__Brief__. Without the pictures, reproduce the entries below exactly.
(Data for analysis Opens)
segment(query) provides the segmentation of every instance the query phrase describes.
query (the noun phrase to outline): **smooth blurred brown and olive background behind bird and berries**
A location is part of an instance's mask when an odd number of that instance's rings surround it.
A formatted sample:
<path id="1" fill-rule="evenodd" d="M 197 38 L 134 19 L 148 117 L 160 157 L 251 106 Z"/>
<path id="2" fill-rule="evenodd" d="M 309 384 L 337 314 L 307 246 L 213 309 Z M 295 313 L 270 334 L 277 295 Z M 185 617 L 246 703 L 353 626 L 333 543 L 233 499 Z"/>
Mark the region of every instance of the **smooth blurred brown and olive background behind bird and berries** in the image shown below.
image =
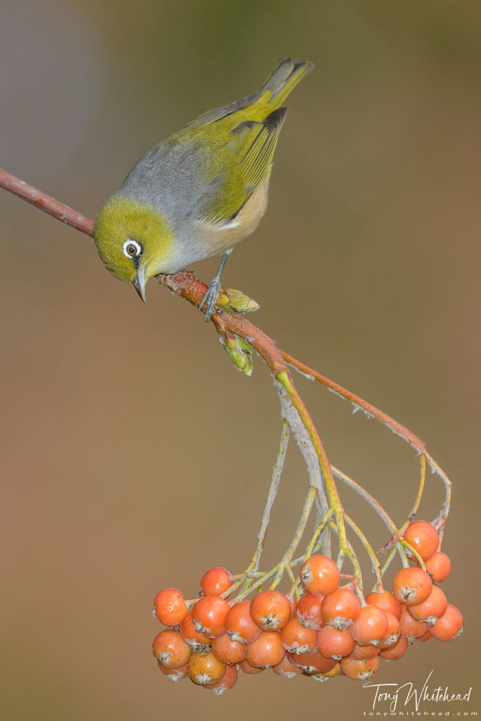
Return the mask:
<path id="1" fill-rule="evenodd" d="M 224 283 L 260 303 L 256 322 L 288 352 L 418 433 L 453 479 L 444 588 L 466 632 L 377 677 L 474 686 L 469 704 L 421 707 L 443 712 L 480 710 L 480 34 L 477 1 L 0 6 L 1 165 L 90 217 L 147 149 L 260 87 L 278 58 L 317 64 L 288 102 L 267 216 Z M 369 712 L 372 691 L 344 678 L 265 672 L 216 699 L 161 677 L 156 591 L 195 596 L 206 569 L 250 559 L 281 427 L 272 383 L 260 361 L 237 373 L 190 306 L 154 282 L 144 306 L 87 236 L 4 192 L 0 229 L 2 717 Z M 301 376 L 299 390 L 332 462 L 402 523 L 413 452 Z M 293 443 L 265 567 L 296 526 L 298 456 Z M 431 476 L 426 495 L 432 518 Z"/>

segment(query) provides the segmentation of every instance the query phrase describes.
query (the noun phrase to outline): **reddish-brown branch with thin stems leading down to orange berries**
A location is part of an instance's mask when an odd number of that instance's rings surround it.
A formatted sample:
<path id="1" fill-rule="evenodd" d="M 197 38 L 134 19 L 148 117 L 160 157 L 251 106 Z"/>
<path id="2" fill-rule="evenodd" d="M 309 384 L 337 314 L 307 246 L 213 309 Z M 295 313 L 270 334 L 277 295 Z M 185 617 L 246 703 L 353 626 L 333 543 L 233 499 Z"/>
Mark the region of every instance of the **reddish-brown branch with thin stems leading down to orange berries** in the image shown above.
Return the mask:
(Data for analysis Closes)
__Expected answer__.
segment(query) provides the segmentation of every instance the query phrase describes.
query (the noun phrase to outline): **smooth blurred brown and olive background behind bird and berries**
A location is part of an instance's mask when an odd number of that instance's rings surround it.
A formatted sample:
<path id="1" fill-rule="evenodd" d="M 197 38 L 134 19 L 148 117 L 160 157 L 251 106 Z"/>
<path id="2" fill-rule="evenodd" d="M 309 384 L 337 314 L 307 246 L 213 309 Z M 295 313 L 270 334 L 277 295 Z M 185 617 L 246 703 L 353 626 L 333 543 L 233 499 Z"/>
Mark the region of every instance of the **smooth blurred brown and olive background behind bird and berries** in the image shown below.
image =
Return the mask:
<path id="1" fill-rule="evenodd" d="M 224 283 L 260 303 L 256 322 L 288 352 L 418 433 L 453 479 L 444 588 L 466 632 L 377 677 L 474 686 L 469 704 L 421 707 L 443 712 L 480 710 L 480 34 L 477 1 L 0 6 L 1 165 L 90 217 L 147 149 L 260 87 L 278 58 L 317 64 L 288 102 L 267 216 Z M 369 712 L 372 691 L 344 678 L 265 672 L 216 699 L 161 677 L 156 591 L 195 596 L 206 569 L 250 559 L 281 427 L 272 383 L 260 361 L 237 373 L 190 306 L 154 282 L 144 306 L 87 236 L 4 192 L 0 229 L 2 717 Z M 301 376 L 299 390 L 332 462 L 402 523 L 413 452 Z M 293 443 L 265 567 L 296 526 L 298 456 Z M 431 476 L 426 495 L 432 518 Z"/>

segment(query) provides the segmentation of every instance the query phrase describes.
query (the noun phrase to outline): **reddish-brown branch with thin stems leading down to orange berries**
A location is part of an instance's mask when an odd number of that instance's rings surround it.
A formatted sample:
<path id="1" fill-rule="evenodd" d="M 197 38 L 134 19 L 148 117 L 160 157 L 251 106 Z"/>
<path id="2" fill-rule="evenodd" d="M 309 384 L 337 314 L 307 246 L 213 309 Z M 295 313 L 270 334 L 277 295 Z M 185 617 L 246 703 L 353 626 L 333 543 L 233 499 Z"/>
Mark the region of every instance of the **reddish-brown branch with thin stems leading down to orange berries** in the image shown above.
Return the mask:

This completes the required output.